■ What the task requires: Return every one of the rows below word for word, leaving the pictures out.

Dataset rows
===

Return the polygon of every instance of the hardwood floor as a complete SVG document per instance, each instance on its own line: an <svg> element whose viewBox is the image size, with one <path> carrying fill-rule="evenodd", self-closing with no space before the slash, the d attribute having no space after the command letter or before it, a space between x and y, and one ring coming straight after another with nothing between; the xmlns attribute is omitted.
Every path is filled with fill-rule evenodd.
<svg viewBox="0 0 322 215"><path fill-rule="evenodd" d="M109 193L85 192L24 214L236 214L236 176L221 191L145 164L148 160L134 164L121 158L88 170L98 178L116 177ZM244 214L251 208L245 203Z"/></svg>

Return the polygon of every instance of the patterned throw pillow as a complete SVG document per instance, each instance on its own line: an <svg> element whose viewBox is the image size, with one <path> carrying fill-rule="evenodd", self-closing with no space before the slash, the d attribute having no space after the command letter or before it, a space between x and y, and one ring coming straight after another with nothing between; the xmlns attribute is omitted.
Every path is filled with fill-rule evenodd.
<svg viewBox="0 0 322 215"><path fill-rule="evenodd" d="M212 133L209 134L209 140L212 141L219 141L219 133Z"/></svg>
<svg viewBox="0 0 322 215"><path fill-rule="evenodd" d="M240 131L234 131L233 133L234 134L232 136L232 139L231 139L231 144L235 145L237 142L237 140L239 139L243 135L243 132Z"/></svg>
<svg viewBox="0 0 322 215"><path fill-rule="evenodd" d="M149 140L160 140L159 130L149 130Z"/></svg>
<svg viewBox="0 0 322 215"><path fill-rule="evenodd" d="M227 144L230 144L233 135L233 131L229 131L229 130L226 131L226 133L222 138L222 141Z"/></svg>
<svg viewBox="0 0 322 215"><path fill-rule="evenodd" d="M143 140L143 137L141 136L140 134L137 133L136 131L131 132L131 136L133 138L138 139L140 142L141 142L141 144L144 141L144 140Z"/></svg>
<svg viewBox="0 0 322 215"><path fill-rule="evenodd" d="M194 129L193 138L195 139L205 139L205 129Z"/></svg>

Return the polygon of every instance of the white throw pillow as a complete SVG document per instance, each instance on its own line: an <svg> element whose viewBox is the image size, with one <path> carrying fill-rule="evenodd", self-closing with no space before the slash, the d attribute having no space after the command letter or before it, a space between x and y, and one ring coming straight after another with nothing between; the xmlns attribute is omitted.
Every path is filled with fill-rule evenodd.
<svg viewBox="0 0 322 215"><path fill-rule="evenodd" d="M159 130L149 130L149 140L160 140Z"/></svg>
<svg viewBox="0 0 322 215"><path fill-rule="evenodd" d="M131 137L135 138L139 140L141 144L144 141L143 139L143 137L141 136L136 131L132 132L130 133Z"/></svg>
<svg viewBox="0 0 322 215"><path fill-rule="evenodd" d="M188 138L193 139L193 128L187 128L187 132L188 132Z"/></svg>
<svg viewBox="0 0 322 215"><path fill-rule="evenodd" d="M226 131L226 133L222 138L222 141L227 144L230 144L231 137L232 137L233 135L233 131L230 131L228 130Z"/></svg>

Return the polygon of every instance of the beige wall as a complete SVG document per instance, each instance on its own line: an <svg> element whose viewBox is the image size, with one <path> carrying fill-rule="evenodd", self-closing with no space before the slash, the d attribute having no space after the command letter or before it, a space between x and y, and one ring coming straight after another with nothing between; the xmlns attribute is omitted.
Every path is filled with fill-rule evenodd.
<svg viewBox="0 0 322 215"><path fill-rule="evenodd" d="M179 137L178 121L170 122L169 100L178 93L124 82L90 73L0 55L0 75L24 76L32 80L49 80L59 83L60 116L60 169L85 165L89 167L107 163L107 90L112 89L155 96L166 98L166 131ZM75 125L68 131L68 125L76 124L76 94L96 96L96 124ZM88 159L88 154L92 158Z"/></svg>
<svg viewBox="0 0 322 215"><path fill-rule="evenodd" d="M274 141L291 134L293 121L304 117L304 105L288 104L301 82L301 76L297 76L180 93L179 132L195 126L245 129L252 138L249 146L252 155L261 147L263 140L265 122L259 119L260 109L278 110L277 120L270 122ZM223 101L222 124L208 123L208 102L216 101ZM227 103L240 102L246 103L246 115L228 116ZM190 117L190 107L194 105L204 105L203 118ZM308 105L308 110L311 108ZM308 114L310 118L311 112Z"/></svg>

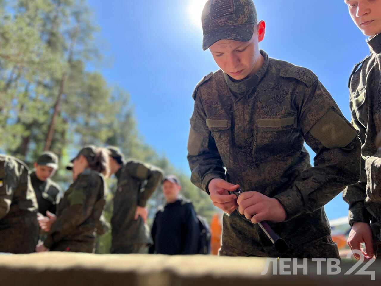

===

■ Answer for this exercise:
Return the polygon of every instance of the hardwood floor as a complete SVG document per instance, each instance on its own line: an <svg> element whose viewBox is the image size, with one <path> carrying fill-rule="evenodd", self-closing with no space before the slash, the d attribute having no space after the command letter or before it, a space between x and y, and one ring coming straight after another with nothing between; the xmlns attribute is omitted.
Every path is filled with fill-rule evenodd.
<svg viewBox="0 0 322 215"><path fill-rule="evenodd" d="M109 193L85 192L24 214L236 214L236 176L221 191L145 164L148 160L134 164L121 158L88 170L98 178L116 177ZM244 214L251 208L245 203Z"/></svg>

Return the polygon of every instance of the patterned throw pillow as a complete SVG document per instance, each instance on its own line: an <svg> element whose viewBox is the image size, with one <path> carrying fill-rule="evenodd", self-closing with no space before the slash, the d attribute having no space after the command letter or before it, a space between x and y, and one ring coming straight after another with nothing between; the xmlns attribute is omitted.
Every path is filled with fill-rule evenodd.
<svg viewBox="0 0 322 215"><path fill-rule="evenodd" d="M212 133L209 134L209 140L212 141L219 141L219 133Z"/></svg>
<svg viewBox="0 0 322 215"><path fill-rule="evenodd" d="M240 131L234 131L233 133L234 134L232 136L232 139L231 139L231 144L235 145L237 142L237 140L239 139L243 135L243 132Z"/></svg>
<svg viewBox="0 0 322 215"><path fill-rule="evenodd" d="M149 140L160 140L159 130L149 130Z"/></svg>
<svg viewBox="0 0 322 215"><path fill-rule="evenodd" d="M227 144L230 144L233 135L233 131L229 131L229 130L226 131L226 133L222 138L222 141Z"/></svg>
<svg viewBox="0 0 322 215"><path fill-rule="evenodd" d="M143 140L143 137L141 136L140 134L137 133L136 131L131 132L131 136L133 138L138 139L140 142L141 142L141 144L144 141L144 140Z"/></svg>
<svg viewBox="0 0 322 215"><path fill-rule="evenodd" d="M194 129L193 138L195 139L205 139L205 129Z"/></svg>

Return the polygon of every instance of the white throw pillow as a complete SVG document per instance, each instance on its own line: an <svg> element whose viewBox is the image size, with one <path> carrying fill-rule="evenodd", self-closing with no space before the slash, the d attribute having no space after the command letter or before it, a space between x and y, and one ring coming straight after another with nothing between; the xmlns attribute is omitted.
Every path is filled with fill-rule evenodd.
<svg viewBox="0 0 322 215"><path fill-rule="evenodd" d="M159 130L149 130L149 140L160 140Z"/></svg>
<svg viewBox="0 0 322 215"><path fill-rule="evenodd" d="M131 137L135 138L139 140L141 144L144 141L143 139L143 137L141 136L136 131L132 132L130 133Z"/></svg>
<svg viewBox="0 0 322 215"><path fill-rule="evenodd" d="M188 138L193 139L193 128L187 128L187 132L188 132Z"/></svg>
<svg viewBox="0 0 322 215"><path fill-rule="evenodd" d="M226 131L226 133L222 138L222 141L227 144L230 144L231 137L232 137L233 135L233 131L230 131L228 130Z"/></svg>

Return the polygon of every instance of the beige wall as a complete SVG document per instance, each instance on its own line: an <svg> element whose viewBox is the image size, with one <path> carrying fill-rule="evenodd", self-closing with no space before the slash, the d attribute having no space after the command letter or before it, a space between x and y, and one ring coming straight after another with nothing between; the xmlns attribute is omitted.
Every path is filled with fill-rule evenodd.
<svg viewBox="0 0 322 215"><path fill-rule="evenodd" d="M179 137L178 121L170 122L169 100L178 93L124 82L90 73L0 55L0 75L24 76L32 80L49 80L59 83L60 116L60 169L85 165L89 167L107 163L107 90L112 89L155 96L166 98L166 131ZM75 125L68 131L68 125L76 124L76 94L96 96L96 124ZM88 159L88 154L92 158Z"/></svg>
<svg viewBox="0 0 322 215"><path fill-rule="evenodd" d="M274 141L291 134L293 121L304 117L304 105L288 104L301 82L301 76L297 76L180 93L179 132L195 126L245 129L252 138L249 146L252 155L261 147L263 140L265 122L259 119L260 109L278 110L277 120L270 122ZM223 101L222 124L208 123L208 102L216 101ZM227 103L240 102L246 103L246 115L228 116ZM190 117L190 107L194 105L204 105L203 118ZM308 105L308 110L311 108ZM308 114L310 118L311 112Z"/></svg>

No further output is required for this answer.